▸ **Work order 1**
Copy the passage from the forum post on mind-independent reality word for word, starting at "Post by Londoner" and ending at "something is happening/exists.".
▸ **Work order 2**
Write the next part of the forum post on mind-independent reality, picking up after its last sentence.

▸ **Extracted text**
* * *
Post by Londoner » Sun Apr 02, 2017 2:05 pm

Belinda wrote:Cannot we say that there is a mind-independent reality which is composed of whatever it is that exists?

After all, can't we presume that the basic ontic axiom is that something exists/is happening? Even a solipsist would have to say that something is happening/exists.
The 'exist' word begs the question. Even if the universe consisted only as our idea, it would exist in that sense. But certainly, we can and do presume there is a something 'out there' in addition to our ideas, although we cannot know it.
The corollary of this basic axiom would be that what exists is structured in some manner so that what exists/is happening could not be otherwise than what it was.
Yes, I agree. But 'that it is structured' in the particular way we think it is, could be a reflection of how we think, rather than the thing itself. As it is I am aware that some ways I think of structure (e.g. that every thing must be in a one particular place at any given time) do not serve to create a coherent account of how things are at the quantum level. Perhaps all my ideas of structure are also faulty at some level?
* * *
▸ **Study material**

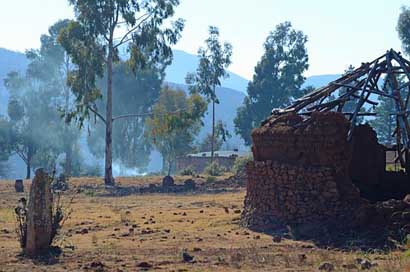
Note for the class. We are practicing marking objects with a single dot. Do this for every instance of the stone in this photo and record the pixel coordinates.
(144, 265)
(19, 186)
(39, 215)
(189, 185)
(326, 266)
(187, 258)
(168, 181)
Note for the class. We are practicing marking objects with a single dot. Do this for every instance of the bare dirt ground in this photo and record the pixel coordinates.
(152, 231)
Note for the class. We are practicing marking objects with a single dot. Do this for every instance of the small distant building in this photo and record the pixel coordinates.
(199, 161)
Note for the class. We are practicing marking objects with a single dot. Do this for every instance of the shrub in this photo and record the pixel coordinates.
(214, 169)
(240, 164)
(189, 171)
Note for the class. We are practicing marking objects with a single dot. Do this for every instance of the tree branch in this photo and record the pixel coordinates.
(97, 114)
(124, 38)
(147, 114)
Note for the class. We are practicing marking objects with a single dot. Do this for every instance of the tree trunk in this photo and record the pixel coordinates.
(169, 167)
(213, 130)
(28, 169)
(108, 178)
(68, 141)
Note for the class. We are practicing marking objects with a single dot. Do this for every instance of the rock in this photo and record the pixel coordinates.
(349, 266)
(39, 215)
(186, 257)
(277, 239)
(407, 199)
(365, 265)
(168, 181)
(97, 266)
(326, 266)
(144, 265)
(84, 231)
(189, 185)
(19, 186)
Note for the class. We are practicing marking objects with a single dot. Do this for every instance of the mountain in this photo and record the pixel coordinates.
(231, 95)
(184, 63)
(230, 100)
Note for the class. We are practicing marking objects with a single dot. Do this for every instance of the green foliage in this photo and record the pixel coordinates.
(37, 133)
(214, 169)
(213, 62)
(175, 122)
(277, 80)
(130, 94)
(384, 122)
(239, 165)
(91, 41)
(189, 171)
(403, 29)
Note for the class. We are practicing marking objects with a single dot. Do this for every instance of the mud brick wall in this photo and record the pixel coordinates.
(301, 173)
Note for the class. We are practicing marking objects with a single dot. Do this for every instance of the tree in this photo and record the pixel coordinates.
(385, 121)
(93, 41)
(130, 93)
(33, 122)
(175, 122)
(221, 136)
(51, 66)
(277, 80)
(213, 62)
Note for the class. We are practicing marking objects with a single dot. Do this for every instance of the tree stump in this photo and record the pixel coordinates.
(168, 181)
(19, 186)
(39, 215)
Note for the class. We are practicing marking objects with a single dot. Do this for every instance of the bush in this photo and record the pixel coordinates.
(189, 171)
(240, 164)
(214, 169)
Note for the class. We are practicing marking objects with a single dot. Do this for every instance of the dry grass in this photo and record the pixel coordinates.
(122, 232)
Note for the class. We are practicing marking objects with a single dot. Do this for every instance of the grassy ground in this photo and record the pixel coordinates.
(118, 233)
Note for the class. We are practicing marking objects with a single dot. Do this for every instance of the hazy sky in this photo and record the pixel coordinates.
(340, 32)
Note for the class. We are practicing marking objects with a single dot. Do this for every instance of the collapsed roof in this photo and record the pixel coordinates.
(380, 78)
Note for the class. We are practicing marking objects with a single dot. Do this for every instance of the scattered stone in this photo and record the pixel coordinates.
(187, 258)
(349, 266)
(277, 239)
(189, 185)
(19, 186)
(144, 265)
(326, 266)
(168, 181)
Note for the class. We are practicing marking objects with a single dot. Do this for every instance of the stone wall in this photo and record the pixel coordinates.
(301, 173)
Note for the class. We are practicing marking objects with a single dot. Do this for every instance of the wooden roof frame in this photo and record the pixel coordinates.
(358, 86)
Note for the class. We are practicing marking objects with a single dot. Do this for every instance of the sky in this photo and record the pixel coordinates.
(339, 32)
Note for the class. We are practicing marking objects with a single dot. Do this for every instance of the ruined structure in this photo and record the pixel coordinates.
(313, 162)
* * *
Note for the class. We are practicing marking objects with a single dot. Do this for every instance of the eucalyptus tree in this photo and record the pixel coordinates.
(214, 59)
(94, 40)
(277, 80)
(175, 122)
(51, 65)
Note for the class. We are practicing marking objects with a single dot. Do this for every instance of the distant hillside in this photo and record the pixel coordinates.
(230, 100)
* * *
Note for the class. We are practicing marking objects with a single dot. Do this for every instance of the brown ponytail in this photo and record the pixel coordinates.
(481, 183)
* * *
▸ **Final answer 1**
Post by Londoner » Sun Apr 02, 2017 2:05 pm

Belinda wrote:Cannot we say that there is a mind-independent reality which is composed of whatever it is that exists?

After all, can't we presume that the basic ontic axiom is that something exists/is happening? Even a solipsist would have to say that something is happening/exists.

▸ **Final answer 2**
The axiom as above, and its corollary are what the Genesis version of creation is about. Unfortunately religion has made a personification and a puzzle out of the Genesis narrative, which is not only simple and straightforward but also poetic. Why cannot everybody understand poetry as poetry instead of what religion does, using important poetic myths for social control and for stupid pseudo-science?
I agree, although I think the puzzle has usually been created by religion trying to defend it itself against what it (mistakenly) feels is an attack by science. I would agree that I do not think the writers of Genesis were interested in physics or philosophical ontology.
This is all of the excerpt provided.